_Given data_
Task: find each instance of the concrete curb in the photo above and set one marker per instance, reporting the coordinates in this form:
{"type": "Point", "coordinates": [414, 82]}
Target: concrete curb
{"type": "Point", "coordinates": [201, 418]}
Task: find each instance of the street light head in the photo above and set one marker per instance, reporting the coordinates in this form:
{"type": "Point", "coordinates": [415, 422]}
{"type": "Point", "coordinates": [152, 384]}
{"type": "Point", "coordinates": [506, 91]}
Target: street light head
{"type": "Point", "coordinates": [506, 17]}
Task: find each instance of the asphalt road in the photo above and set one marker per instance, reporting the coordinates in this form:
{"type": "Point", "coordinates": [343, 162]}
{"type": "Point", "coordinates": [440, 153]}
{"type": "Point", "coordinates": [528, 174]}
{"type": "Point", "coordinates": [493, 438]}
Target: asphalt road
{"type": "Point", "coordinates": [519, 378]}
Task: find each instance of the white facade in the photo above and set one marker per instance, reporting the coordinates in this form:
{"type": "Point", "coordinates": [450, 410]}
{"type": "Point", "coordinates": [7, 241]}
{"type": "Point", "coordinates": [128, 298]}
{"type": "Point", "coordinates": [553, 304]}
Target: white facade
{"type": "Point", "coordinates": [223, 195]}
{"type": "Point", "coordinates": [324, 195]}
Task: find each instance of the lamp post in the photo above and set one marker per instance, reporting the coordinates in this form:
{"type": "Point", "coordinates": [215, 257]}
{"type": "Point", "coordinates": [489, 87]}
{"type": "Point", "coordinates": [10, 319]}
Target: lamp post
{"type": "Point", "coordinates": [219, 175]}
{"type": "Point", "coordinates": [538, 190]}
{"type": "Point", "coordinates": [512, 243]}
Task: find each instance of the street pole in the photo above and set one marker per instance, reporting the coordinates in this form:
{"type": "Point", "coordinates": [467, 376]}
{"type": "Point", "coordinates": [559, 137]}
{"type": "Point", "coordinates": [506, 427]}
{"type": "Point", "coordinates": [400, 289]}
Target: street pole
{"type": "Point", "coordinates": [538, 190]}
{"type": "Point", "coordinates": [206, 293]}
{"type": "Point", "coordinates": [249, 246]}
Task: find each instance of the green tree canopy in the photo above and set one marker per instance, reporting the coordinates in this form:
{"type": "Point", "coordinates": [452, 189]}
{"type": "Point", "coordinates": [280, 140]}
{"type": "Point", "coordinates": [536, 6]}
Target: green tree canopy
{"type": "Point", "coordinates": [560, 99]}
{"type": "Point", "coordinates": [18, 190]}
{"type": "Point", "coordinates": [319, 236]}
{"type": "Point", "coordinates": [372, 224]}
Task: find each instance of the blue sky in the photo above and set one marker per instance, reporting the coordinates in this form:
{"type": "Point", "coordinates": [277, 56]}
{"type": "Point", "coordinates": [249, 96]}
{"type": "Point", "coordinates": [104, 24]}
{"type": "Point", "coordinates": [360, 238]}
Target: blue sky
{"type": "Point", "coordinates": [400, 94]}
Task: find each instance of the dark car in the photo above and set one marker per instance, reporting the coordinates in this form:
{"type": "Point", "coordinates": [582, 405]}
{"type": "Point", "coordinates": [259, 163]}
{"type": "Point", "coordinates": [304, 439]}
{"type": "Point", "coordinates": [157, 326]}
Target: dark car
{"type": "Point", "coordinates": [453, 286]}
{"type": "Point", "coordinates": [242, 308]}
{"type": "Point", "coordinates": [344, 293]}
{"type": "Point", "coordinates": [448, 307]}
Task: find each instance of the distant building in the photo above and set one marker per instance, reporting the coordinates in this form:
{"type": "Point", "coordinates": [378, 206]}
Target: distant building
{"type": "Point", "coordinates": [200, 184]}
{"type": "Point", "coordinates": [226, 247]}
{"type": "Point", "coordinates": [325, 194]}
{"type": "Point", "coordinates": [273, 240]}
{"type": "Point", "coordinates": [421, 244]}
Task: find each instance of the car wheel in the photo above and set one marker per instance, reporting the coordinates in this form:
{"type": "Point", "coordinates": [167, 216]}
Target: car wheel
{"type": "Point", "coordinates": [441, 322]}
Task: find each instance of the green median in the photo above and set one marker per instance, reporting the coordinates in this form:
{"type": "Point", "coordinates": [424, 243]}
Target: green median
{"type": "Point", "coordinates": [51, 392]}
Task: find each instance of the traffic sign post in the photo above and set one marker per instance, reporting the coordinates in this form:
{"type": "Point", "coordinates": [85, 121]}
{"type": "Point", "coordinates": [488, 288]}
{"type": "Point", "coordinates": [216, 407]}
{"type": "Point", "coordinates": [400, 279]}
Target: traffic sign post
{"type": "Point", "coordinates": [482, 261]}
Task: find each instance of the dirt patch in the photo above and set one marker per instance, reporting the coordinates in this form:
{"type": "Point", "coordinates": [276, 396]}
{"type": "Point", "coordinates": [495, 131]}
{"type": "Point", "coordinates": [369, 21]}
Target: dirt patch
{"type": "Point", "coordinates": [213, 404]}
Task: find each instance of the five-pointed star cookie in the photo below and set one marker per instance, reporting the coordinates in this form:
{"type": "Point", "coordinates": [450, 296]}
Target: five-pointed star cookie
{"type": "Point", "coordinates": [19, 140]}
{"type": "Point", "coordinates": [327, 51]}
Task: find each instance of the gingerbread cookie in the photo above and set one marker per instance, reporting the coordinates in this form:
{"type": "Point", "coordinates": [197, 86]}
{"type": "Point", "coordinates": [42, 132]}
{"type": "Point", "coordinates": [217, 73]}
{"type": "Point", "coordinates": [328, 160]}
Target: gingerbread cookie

_Description of the task_
Report how many lines of the records hold the word "gingerbread", and supply no other text.

_Answer below_
2